Point-per-instance localization data:
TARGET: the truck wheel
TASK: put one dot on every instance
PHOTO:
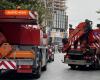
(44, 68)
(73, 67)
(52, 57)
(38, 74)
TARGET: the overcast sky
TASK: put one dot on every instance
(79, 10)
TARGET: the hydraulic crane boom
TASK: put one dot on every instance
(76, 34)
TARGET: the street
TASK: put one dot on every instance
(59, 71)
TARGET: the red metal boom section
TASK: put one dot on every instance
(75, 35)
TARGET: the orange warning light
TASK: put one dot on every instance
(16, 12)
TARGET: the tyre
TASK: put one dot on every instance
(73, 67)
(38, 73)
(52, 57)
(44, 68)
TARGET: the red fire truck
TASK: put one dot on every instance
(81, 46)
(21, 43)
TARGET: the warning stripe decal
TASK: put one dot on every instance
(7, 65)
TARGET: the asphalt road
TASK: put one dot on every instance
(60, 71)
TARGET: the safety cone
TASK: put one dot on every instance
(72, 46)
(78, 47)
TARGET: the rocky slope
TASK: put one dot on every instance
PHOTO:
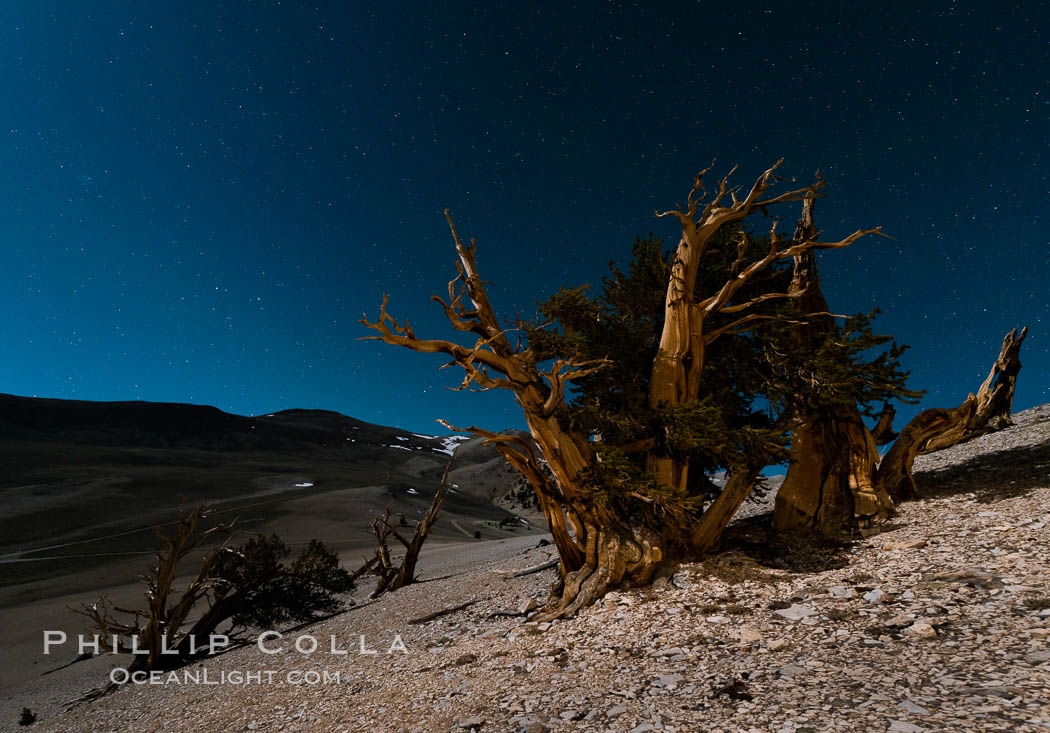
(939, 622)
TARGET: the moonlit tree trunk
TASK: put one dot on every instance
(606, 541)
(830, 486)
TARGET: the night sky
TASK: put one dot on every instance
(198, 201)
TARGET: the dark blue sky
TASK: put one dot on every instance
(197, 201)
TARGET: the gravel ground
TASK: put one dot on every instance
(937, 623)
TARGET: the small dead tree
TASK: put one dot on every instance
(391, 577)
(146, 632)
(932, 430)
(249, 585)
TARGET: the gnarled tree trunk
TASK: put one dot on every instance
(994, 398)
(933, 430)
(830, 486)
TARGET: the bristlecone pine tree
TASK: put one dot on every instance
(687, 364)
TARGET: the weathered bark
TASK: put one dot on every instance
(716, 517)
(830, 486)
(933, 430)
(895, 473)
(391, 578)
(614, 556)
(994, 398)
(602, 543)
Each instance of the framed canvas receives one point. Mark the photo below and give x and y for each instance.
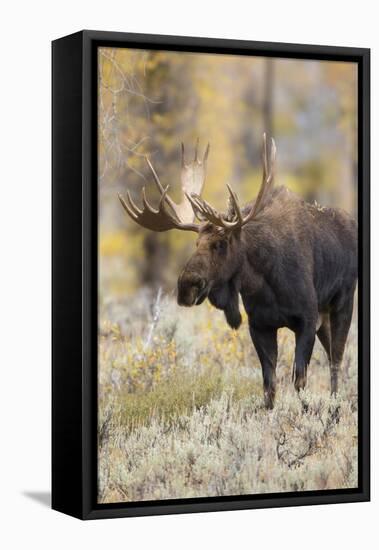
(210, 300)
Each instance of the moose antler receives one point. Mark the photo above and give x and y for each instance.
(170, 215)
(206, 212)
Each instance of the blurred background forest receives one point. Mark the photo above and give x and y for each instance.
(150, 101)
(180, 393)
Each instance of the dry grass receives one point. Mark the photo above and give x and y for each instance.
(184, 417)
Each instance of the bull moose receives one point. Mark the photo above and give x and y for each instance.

→ TASK DETAILS
Set down exactly the lines above, from the line containing "TARGET: the street" through the line containing "TARGET: the weathered bark". Skip the pictures.

→ ANSWER BOX
TARGET: the street
TASK: put one dot on every instance
(59, 71)
TARGET: the red metal boom section
TASK: put one dot on every instance
(75, 35)
TARGET: the orange warning light
TASK: put one dot on every instance
(16, 12)
TARGET: the tyre
TASK: put one dot on every instance
(73, 67)
(38, 73)
(52, 57)
(44, 68)
TARGET: the red fire truck
TASK: put one dot on every instance
(81, 46)
(21, 43)
TARGET: the warning stripe decal
TASK: put one dot on every instance
(7, 65)
TARGET: the asphalt road
TASK: put one dot on every instance
(60, 71)
TARGET: the safety cone
TASK: put one dot on every instance
(72, 46)
(78, 47)
TARGET: the rocky slope
TASK: put one dot on every instance
PHOTO:
(939, 622)
TARGET: the moonlit tree trunk
TASK: put one dot on every instance
(606, 541)
(830, 486)
TARGET: the night sky
TASK: put one dot on every instance
(198, 201)
TARGET: the dark blue sky
TASK: put one dot on every instance
(197, 201)
TARGET: the gravel ground
TASK: put one dot on every instance
(937, 623)
TARGET: the small dead tree
TASK: put one dot on every instance
(391, 577)
(146, 632)
(932, 430)
(249, 585)
TARGET: the gnarled tree trunk
TASK: put one dot on every instance
(994, 398)
(933, 430)
(830, 486)
TARGET: the bristlecone pine tree
TASK: put one dot on every instance
(687, 364)
TARGET: the weathered bark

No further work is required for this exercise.